## Exercise objective
Your task is to give the records again exactly. Leave each picture out.

(Stored items)
● ● ●
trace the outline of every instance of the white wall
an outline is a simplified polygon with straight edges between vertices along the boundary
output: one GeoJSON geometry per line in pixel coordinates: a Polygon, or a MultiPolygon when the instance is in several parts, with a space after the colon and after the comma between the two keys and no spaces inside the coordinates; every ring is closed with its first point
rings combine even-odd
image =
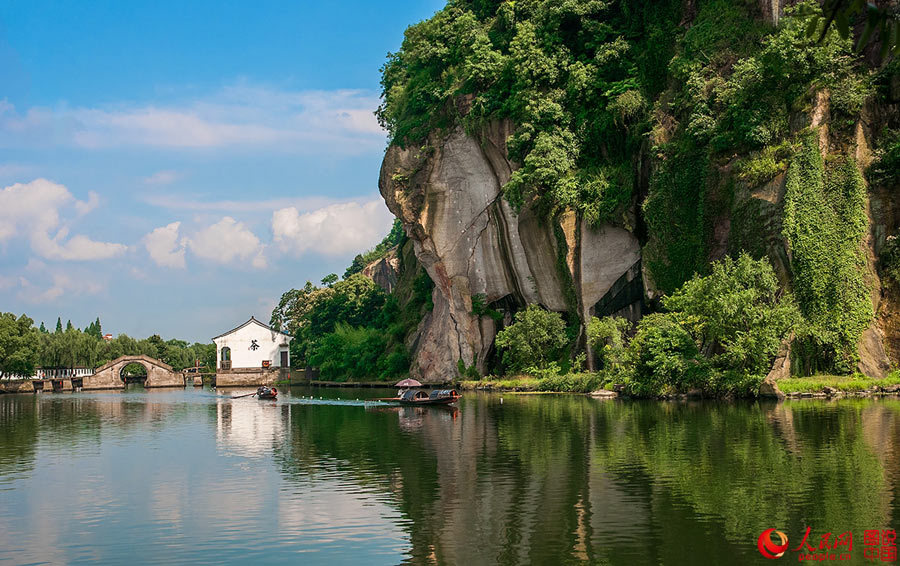
{"type": "MultiPolygon", "coordinates": [[[[222,369],[222,348],[231,348],[231,368],[259,368],[263,360],[269,360],[271,367],[281,367],[281,352],[287,351],[291,336],[269,330],[255,322],[216,338],[216,368],[222,369]],[[257,350],[250,346],[256,340],[257,350]]],[[[290,356],[290,353],[288,354],[290,356]]],[[[290,357],[288,358],[290,362],[290,357]]]]}

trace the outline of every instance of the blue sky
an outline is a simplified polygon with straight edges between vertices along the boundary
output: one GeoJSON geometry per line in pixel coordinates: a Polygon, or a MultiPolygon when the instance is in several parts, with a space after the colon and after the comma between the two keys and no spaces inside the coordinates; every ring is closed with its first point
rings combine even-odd
{"type": "Polygon", "coordinates": [[[372,111],[443,2],[0,3],[0,311],[207,341],[391,216],[372,111]]]}

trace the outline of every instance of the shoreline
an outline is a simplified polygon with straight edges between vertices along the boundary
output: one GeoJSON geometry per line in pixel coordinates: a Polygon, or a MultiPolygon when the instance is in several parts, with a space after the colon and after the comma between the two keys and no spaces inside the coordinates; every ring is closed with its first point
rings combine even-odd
● ● ●
## Reply to the exercise
trace the outline of every instance of the white wall
an outline is a simplified polygon with straight edges between vertices along the boundary
output: one GeoJSON geometry per line in pixel coordinates: a Polygon, or a MultiPolygon when the instance is in several parts, with a space after the colon and after the comma between the two keys and no spaces inside the coordinates; every ring is closed with its first point
rings combine even-odd
image =
{"type": "MultiPolygon", "coordinates": [[[[222,369],[222,348],[231,348],[231,368],[259,368],[263,360],[269,360],[271,367],[281,367],[281,352],[287,351],[291,336],[269,330],[255,322],[216,338],[216,368],[222,369]],[[257,350],[250,346],[256,340],[257,350]]],[[[290,356],[290,353],[288,354],[290,356]]],[[[290,357],[288,358],[290,362],[290,357]]]]}

trace the outline of every instance of the blue sky
an outline is a simplified polygon with straight edges between vertices along the boundary
output: one GeoJSON geometry per line in pixel coordinates: a Polygon, or a MultiPolygon when the instance is in several parts, with a space after the colon and after the comma between the two keys and no spaces inside the coordinates; every ring is closed with its first point
rings combine even-odd
{"type": "Polygon", "coordinates": [[[372,111],[443,2],[0,3],[0,311],[207,341],[391,216],[372,111]]]}

trace the outline of every instance of the shoreline
an outline is a simplified polygon with straight edges between vertices along the boundary
output: one GeoJSON geometry per line in pixel coordinates: a Polygon, or a MultiPolygon when the instance is in several parts, with a space after the colon and after the comma between the two keys and no spaces inside the coordinates; every ring is closed with its first point
rings combine even-odd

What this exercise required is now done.